● **Records provided**
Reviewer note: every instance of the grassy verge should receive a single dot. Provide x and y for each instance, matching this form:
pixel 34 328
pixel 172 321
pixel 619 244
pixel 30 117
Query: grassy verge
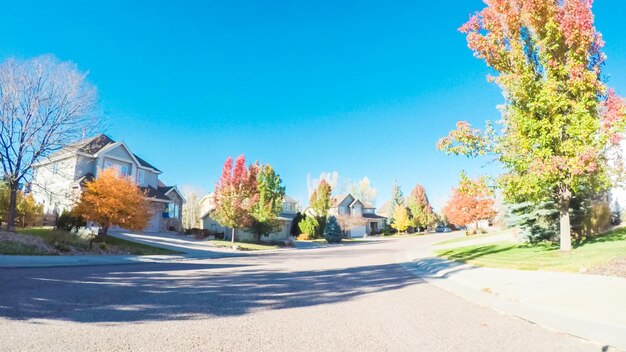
pixel 244 245
pixel 469 238
pixel 586 254
pixel 48 233
pixel 17 248
pixel 321 240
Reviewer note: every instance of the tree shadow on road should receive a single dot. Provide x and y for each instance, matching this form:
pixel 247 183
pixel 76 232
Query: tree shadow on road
pixel 182 291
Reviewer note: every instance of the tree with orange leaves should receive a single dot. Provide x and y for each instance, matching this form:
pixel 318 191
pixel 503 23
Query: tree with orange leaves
pixel 470 202
pixel 561 124
pixel 114 200
pixel 236 194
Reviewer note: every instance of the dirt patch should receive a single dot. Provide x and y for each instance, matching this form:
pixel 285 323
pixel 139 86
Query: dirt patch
pixel 615 267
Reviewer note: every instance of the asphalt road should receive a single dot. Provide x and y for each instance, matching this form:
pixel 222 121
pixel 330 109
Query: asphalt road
pixel 349 298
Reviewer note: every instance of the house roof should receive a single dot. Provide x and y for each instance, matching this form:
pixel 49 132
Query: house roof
pixel 336 200
pixel 154 193
pixel 95 144
pixel 168 189
pixel 355 202
pixel 373 216
pixel 288 199
pixel 286 216
pixel 145 163
pixel 384 208
pixel 84 179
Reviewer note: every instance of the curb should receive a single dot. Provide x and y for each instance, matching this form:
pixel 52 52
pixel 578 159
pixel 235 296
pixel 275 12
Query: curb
pixel 593 331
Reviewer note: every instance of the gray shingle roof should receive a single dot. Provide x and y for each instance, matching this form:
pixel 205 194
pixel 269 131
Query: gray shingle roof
pixel 154 193
pixel 93 145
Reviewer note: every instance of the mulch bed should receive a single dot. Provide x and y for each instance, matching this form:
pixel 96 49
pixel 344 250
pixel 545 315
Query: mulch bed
pixel 615 267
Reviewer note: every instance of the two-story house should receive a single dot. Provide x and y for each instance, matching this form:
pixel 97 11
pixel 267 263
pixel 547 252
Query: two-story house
pixel 364 215
pixel 58 180
pixel 288 213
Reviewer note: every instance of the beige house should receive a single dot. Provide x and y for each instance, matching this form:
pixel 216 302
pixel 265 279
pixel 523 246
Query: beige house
pixel 361 215
pixel 58 180
pixel 288 213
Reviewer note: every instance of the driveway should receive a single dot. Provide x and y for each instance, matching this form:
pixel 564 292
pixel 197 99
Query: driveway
pixel 346 298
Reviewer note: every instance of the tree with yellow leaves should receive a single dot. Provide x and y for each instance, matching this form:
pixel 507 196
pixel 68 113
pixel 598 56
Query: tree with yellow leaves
pixel 114 200
pixel 401 219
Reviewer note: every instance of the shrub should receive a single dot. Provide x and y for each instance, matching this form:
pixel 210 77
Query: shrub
pixel 332 231
pixel 70 222
pixel 304 237
pixel 309 226
pixel 64 240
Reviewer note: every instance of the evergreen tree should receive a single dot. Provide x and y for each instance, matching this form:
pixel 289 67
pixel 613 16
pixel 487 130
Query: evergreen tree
pixel 332 231
pixel 397 199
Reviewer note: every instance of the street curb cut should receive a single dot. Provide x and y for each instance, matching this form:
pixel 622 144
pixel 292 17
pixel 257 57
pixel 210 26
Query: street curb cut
pixel 592 331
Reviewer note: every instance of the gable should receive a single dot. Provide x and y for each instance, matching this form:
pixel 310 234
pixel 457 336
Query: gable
pixel 119 152
pixel 346 201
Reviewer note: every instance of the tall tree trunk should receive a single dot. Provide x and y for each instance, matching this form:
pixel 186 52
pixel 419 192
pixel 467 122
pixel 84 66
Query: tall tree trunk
pixel 565 236
pixel 13 185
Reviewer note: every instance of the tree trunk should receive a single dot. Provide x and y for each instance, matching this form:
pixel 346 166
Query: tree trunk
pixel 565 235
pixel 12 211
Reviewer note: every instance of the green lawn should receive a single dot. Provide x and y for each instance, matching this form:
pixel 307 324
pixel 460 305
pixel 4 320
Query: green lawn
pixel 244 245
pixel 586 254
pixel 17 248
pixel 469 238
pixel 322 240
pixel 126 246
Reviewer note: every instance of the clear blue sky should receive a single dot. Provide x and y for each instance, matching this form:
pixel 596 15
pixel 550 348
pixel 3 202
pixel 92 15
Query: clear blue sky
pixel 359 87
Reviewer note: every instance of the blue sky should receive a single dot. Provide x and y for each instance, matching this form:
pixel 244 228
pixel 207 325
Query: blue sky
pixel 364 88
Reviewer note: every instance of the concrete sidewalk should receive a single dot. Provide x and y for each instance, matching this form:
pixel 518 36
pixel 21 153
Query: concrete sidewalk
pixel 589 306
pixel 190 250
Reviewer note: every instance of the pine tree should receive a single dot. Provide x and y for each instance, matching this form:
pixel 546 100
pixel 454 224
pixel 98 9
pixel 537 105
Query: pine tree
pixel 397 199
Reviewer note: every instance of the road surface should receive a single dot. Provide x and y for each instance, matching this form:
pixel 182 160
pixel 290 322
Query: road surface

● **Problem statement**
Copy the entire listing above word for word, from the first line to the last. Leave the picture out of your copy.

● **Answer to the problem**
Reviewer note: every instance of the grassy verge should receive a single dot. Provide x and y for each instance, matching this form:
pixel 34 328
pixel 172 321
pixel 619 244
pixel 30 117
Query: grassy verge
pixel 244 245
pixel 469 238
pixel 586 254
pixel 48 233
pixel 17 248
pixel 321 240
Reviewer note: every instance of the tree shadow on road should receive a single dot. Provide x and y for each instance, matching this form:
pixel 247 183
pixel 76 232
Query: tree shadow on road
pixel 182 291
Reviewer note: every instance of the tree with orange leaves should receive a single dot. Provide x and y for each instance, matching this form:
pixel 318 191
pixel 503 23
Query: tree with orange leaves
pixel 470 202
pixel 561 124
pixel 114 200
pixel 236 194
Reviewer note: every instance of the dirt patch should receive a single dot. Provide x and y for each instance, matching this form:
pixel 285 323
pixel 139 86
Query: dirt patch
pixel 615 267
Reviewer note: every instance of the asphalt road should receive a single dot. Provide x and y for each instance, matching this form:
pixel 222 121
pixel 330 109
Query: asphalt road
pixel 349 298
Reviewer note: every instance of the house roof should receive a single dot. Provide x and y for each instance, matching this form:
pixel 49 132
Query: house roof
pixel 336 200
pixel 154 193
pixel 95 144
pixel 168 189
pixel 355 202
pixel 373 216
pixel 288 199
pixel 286 216
pixel 145 163
pixel 384 208
pixel 84 179
Reviewer note: every instance of the curb should receive a single dot. Provide x and y for each instance, matching this form:
pixel 52 52
pixel 578 159
pixel 235 296
pixel 275 12
Query: curb
pixel 593 331
Reviewer note: every instance of the gray shingle roof should receive a single dot. Provide x and y for each instance, matching this form:
pixel 205 194
pixel 269 131
Query: gray shingle roof
pixel 154 193
pixel 93 145
Reviewer note: every instance of the mulch bed should receive a single dot. Provide x and y for each instance, matching this form:
pixel 96 49
pixel 344 250
pixel 545 315
Query: mulch bed
pixel 615 267
Reviewer note: every instance of the two-story house should receive a single dot. Provide x and y for each instance, matching this form:
pixel 97 11
pixel 267 263
pixel 547 252
Query: two-story house
pixel 364 215
pixel 58 180
pixel 288 213
Reviewer note: every instance of the beige house should receive a single dot. Provide x and y for each instance, matching this form:
pixel 216 302
pixel 265 279
pixel 523 246
Query: beige house
pixel 361 215
pixel 58 180
pixel 288 213
Reviewer note: every instance of the driveway should receive a single dot. Provide x and y for each instance, matching this form:
pixel 564 292
pixel 197 99
Query: driveway
pixel 346 298
Reviewer note: every instance of the tree with yellow leaves should receive a single dot. Provide x and y for each instance, matching this form:
pixel 507 196
pixel 68 113
pixel 598 56
Query: tree with yellow leaves
pixel 114 200
pixel 401 219
Reviewer note: every instance of the shrub should receive a single dot. Provide x and y for each instance, matching this form:
pixel 210 77
Query: shrub
pixel 332 231
pixel 70 222
pixel 304 237
pixel 309 226
pixel 64 240
Reviewer note: every instance of the evergreen tree should receive a single dot. Provide x and y for each instance, matching this form:
pixel 289 67
pixel 613 16
pixel 487 130
Query: evergreen tree
pixel 332 231
pixel 397 199
Reviewer note: every instance of the street curb cut should receive a single dot. Provide x and y for each instance, matching this form:
pixel 622 144
pixel 292 17
pixel 257 57
pixel 210 26
Query: street curb cut
pixel 592 331
Reviewer note: every instance of the gable should receive a single dot. Provide x and y for each instance, matching this form:
pixel 310 234
pixel 457 336
Query: gable
pixel 119 152
pixel 346 201
Reviewer note: every instance of the tall tree trunk should receive a single dot. Provide x and y for each instance, matching this form:
pixel 186 52
pixel 419 192
pixel 467 122
pixel 84 66
Query: tall tree trunk
pixel 565 236
pixel 13 185
Reviewer note: every instance of the tree trunk should receive a single dot. Provide x and y for each instance, matching this form:
pixel 346 166
Query: tree trunk
pixel 565 235
pixel 12 211
Reviewer note: every instance of the green lawn should receive a single dot. Provide x and y for each instance, matching this form:
pixel 307 324
pixel 460 305
pixel 4 320
Query: green lawn
pixel 244 245
pixel 586 254
pixel 17 248
pixel 469 238
pixel 322 240
pixel 126 246
Reviewer note: every instance of the clear blue sky should receive a single dot. Provide x and y for each instance, matching this form:
pixel 596 15
pixel 550 348
pixel 3 202
pixel 92 15
Query: clear blue sky
pixel 359 87
Reviewer note: every instance of the blue sky should receive a single dot. Provide x and y for each instance, matching this form:
pixel 244 228
pixel 207 325
Query: blue sky
pixel 364 88
Reviewer note: every instance of the concrete sidewalk should receive a single dot. Provide x and y for each instance, matching this form:
pixel 518 36
pixel 21 153
Query: concrete sidewalk
pixel 589 306
pixel 190 250
Reviewer note: every instance of the pine tree should receive a single dot. Provide x and y for each instance, matching this form:
pixel 546 100
pixel 454 224
pixel 98 9
pixel 537 105
Query: pine tree
pixel 397 199
Reviewer note: every instance of the road surface should receive a single dot. Provide x and y for each instance, matching this form:
pixel 182 160
pixel 290 322
Query: road surface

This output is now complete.